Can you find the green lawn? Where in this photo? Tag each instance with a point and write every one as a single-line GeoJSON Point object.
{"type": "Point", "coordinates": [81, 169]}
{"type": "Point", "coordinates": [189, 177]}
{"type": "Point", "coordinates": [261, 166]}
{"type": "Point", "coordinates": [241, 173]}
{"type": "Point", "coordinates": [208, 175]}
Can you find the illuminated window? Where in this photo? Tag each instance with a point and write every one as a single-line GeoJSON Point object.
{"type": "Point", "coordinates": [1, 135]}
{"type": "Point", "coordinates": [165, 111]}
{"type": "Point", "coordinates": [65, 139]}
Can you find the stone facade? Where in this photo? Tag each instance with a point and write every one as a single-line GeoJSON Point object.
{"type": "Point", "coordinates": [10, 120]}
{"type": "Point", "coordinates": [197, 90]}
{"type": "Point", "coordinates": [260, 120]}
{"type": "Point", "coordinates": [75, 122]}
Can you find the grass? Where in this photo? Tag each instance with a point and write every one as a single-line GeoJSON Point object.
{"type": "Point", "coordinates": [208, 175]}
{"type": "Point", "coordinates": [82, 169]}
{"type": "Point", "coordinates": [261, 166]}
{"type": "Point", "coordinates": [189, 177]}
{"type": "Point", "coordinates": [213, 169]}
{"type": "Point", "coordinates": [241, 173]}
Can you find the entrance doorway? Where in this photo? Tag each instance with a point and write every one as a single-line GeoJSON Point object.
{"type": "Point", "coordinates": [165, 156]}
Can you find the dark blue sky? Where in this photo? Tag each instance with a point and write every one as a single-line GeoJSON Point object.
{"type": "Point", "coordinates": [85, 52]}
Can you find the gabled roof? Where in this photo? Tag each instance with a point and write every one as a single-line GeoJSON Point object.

****

Copy out, exactly as given, the line containing "Can you find the dark" together with every line after it in the material.

Can you find the dark blue sky? Where in this photo? Tag each instance with a point and write every one as a single-line GeoJSON Point object.
{"type": "Point", "coordinates": [85, 52]}
Can you find the gabled roof? Where in this photo? Tag each instance with a point and write every one as a single-line GeoJSON Point object.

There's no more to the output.